▶ To do: In the complexity excerpt below, list every distinct letter that appears inside an O( ) expression.

We use h when the cost is tied to how deep we go (e.g. stack depth in a tree traversal), not to how many nodes exist in total.

Complexity Prompts – With Answers

Practice problems with time/space analysis. Each prompt has an answer and short reasoning.

Prompt 1

Problem: You're given an array of user events sorted by timestamp. You scan once and build a map of { userId → lastSeenTimestamp }.

Answer: Time: O(n), where n is the number of events · Space: O(u), where u is the number of unique userIds

Reasoning: You scan the array once and store one entry per unique user.

Prompt 2

Problem: You're given a deeply nested JSON config. You recursively walk it and collect all keys that match a predicate.

Answer: Time: O(n), where n is the total number of keys/nodes · Space: O(h) + O(k) — h = maximum nesting depth (recursion stack), k = number of matching keys returned

Reasoning: Each key is visited once. Space includes both traversal depth and output size.

Prompt 3

Problem: Given two strings s and p, return true if s contains any permutation (anagram) of p.

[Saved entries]
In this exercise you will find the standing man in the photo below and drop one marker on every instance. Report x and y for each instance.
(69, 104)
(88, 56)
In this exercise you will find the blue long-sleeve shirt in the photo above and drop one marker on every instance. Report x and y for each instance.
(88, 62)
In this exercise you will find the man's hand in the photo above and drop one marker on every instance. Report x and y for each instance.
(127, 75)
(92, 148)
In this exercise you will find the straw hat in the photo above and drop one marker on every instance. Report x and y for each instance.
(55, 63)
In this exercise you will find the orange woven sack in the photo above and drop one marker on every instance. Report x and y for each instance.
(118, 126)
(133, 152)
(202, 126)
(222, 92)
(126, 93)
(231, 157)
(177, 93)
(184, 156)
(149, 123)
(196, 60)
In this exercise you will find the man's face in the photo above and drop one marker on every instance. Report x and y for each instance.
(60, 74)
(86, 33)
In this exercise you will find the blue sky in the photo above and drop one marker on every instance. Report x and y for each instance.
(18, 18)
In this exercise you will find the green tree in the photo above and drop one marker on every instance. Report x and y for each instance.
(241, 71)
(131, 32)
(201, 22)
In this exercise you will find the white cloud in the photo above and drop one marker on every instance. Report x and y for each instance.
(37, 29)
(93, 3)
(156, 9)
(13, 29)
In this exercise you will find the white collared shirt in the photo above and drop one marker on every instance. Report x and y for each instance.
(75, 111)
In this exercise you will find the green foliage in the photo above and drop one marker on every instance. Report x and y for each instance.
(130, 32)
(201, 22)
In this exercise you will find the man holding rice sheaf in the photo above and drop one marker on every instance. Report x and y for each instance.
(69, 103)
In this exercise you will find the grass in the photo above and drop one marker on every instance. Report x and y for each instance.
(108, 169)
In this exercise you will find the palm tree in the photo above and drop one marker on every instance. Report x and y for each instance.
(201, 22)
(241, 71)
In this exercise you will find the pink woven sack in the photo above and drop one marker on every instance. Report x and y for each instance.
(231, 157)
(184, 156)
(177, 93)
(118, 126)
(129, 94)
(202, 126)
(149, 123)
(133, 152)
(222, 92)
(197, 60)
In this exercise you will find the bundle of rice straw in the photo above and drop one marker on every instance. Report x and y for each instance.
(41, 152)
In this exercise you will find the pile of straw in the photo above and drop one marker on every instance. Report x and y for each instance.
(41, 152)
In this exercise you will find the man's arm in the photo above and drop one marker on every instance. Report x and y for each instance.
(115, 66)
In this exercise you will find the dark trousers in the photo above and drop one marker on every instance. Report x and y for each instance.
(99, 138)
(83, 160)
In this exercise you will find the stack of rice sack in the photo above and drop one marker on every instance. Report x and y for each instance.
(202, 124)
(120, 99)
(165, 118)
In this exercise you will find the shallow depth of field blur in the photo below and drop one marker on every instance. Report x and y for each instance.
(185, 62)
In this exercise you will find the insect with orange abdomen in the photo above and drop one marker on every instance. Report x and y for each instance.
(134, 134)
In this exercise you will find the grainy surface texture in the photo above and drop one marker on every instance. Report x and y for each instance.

---

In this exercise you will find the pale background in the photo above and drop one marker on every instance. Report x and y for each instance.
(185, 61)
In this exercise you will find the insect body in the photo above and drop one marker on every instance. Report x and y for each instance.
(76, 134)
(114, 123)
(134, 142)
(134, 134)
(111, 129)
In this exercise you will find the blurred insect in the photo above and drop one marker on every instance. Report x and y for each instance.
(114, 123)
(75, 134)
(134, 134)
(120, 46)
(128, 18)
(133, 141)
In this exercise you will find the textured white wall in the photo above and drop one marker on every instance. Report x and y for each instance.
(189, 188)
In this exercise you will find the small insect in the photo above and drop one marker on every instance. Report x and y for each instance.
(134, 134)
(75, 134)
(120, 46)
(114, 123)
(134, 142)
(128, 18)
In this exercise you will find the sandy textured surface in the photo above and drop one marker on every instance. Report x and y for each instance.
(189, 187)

▶ Result of this exercise: n, u, h, k